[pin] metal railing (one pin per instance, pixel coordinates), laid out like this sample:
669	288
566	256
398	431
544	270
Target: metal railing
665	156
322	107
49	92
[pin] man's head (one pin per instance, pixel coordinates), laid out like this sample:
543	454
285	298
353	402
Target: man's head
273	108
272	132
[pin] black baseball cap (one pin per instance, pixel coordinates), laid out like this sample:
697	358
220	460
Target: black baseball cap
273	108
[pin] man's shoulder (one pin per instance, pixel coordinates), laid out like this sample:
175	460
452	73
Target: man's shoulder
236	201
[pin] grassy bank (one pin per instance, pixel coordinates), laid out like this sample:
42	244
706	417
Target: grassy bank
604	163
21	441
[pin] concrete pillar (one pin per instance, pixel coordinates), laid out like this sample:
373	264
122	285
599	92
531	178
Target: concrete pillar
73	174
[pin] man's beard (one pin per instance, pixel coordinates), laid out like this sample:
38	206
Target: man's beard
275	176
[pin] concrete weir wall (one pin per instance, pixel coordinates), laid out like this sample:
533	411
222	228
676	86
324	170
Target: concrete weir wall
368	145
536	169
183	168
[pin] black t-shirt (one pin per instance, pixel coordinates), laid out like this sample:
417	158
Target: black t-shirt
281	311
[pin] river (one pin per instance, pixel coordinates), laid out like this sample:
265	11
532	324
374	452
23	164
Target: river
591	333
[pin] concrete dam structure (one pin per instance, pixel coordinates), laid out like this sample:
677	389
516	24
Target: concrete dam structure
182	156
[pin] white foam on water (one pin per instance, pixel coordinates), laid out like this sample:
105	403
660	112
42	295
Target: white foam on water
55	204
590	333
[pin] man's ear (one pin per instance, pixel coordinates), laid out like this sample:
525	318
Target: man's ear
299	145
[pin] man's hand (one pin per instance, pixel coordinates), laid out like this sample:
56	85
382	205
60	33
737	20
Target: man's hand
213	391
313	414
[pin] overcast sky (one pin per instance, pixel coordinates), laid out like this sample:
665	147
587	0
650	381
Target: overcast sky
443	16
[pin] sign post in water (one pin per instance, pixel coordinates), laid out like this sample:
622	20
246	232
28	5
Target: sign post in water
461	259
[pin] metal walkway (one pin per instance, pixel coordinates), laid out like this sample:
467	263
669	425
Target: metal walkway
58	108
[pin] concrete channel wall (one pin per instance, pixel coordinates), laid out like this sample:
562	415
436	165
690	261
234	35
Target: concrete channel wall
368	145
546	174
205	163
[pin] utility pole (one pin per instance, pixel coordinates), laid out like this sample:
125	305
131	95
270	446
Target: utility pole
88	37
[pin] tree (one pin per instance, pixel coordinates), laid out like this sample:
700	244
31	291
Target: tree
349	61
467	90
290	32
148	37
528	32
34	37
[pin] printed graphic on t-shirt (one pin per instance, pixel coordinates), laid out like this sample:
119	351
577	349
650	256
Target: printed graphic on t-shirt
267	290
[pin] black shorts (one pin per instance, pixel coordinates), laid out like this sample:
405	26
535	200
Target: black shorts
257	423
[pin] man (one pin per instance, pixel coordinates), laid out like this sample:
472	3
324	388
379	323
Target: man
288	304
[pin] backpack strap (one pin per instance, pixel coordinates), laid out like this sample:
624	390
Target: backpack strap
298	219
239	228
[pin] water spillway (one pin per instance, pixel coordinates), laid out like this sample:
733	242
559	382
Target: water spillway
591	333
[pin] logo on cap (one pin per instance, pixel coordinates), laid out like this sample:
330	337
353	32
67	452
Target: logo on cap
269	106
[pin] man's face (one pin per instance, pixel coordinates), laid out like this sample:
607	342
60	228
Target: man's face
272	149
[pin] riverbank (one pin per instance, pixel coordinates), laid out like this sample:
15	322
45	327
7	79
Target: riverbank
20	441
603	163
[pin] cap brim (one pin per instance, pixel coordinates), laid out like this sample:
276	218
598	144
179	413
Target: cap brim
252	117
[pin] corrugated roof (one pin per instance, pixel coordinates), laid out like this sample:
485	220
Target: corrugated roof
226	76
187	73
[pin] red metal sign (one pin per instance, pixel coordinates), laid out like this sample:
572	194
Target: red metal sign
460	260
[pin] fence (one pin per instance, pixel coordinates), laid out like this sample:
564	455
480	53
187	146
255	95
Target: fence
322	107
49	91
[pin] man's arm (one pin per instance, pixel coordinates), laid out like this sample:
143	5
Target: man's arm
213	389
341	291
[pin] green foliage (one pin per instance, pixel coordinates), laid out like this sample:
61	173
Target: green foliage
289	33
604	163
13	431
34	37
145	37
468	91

══════

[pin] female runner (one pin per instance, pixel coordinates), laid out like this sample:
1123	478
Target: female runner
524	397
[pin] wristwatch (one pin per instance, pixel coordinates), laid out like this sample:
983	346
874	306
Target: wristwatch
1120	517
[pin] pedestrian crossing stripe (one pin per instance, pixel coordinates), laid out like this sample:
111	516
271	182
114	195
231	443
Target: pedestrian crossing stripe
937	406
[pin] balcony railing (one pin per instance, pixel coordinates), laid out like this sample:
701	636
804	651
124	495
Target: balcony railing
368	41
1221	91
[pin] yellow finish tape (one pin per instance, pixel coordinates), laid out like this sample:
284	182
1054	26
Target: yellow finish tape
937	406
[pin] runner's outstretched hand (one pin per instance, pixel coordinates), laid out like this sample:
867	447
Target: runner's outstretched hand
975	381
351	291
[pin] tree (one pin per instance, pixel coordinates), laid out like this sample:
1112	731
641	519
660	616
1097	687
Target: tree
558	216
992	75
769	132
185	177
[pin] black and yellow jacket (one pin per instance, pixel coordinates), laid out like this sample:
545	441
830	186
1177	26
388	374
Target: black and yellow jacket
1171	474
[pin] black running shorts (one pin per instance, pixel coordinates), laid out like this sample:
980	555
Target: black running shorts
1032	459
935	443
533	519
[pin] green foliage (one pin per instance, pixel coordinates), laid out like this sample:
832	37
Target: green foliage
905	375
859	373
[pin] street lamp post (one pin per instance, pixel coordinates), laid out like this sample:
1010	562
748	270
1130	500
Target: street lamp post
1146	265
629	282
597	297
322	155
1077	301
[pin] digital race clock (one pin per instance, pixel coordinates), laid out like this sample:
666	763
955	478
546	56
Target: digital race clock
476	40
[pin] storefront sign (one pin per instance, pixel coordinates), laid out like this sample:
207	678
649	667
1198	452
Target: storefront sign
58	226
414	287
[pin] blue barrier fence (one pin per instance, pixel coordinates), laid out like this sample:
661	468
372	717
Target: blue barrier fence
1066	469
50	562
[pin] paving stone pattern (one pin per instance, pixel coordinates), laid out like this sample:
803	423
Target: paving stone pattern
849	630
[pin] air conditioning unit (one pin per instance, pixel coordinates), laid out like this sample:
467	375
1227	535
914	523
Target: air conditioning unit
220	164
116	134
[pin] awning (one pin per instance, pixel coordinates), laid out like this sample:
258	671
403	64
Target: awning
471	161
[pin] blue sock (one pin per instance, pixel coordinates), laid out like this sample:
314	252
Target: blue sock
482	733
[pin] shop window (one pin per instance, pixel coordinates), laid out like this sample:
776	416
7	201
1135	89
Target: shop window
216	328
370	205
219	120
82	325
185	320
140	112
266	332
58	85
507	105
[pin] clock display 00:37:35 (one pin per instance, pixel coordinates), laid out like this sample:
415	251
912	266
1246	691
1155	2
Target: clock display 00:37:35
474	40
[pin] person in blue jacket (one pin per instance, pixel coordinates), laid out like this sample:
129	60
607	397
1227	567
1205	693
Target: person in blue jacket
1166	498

══════

**TASK BRIEF:** The reply should hold only the lines of the listing above starting at the line containing "[pin] metal railing" and ending at the line containing "[pin] man's ear", exactly as written.

**RESPONSE TO THE TASK:**
[pin] metal railing (one pin per instance, pixel coordinates), laid out like this sample:
669	288
566	256
398	431
544	270
Target: metal railing
665	156
322	107
49	92
[pin] man's head (one pin per instance, pixel coordinates), laid out like this sample:
543	454
285	298
353	402
Target: man's head
273	108
272	132
[pin] black baseball cap (one pin per instance, pixel coordinates), laid out like this sample:
697	358
220	460
Target: black baseball cap
273	108
[pin] man's shoulder (one pin per instance, pixel coordinates), laid out like this sample:
175	460
452	73
Target: man's shoulder
236	201
[pin] grassy bank (one pin per instance, pixel coordinates), laid out like this sample:
42	244
706	417
Target: grassy bank
604	163
21	441
[pin] concrete pillar (one pin per instance, pixel coordinates), laid out like this sample:
373	264
122	285
599	92
531	178
Target: concrete pillar
73	174
[pin] man's beard (one pin per instance, pixel coordinates), laid out like this sample:
38	206
Target: man's beard
275	176
[pin] concrete weir wall (one pin per instance, pixel coordinates), laid out like this sample:
533	411
222	228
676	86
324	170
Target: concrete weir wall
368	145
536	169
183	168
[pin] black t-shirt (one pin per instance, pixel coordinates), laid out like this sample:
417	158
Target: black t-shirt
281	311
[pin] river (one pin per instance, pixel coordinates), laid out like this sample:
265	11
532	324
374	452
23	164
Target: river
591	333
[pin] concrete dam structure (one pin per instance, pixel coordinates), laid out like this sample:
677	389
516	24
Target: concrete dam structure
182	156
[pin] white foam on water (one pin per instance, pixel coordinates), laid out like this sample:
105	403
660	112
42	295
Target: white foam on water
55	204
590	333
[pin] man's ear (one pin per instance, pixel coordinates), laid out like this sample:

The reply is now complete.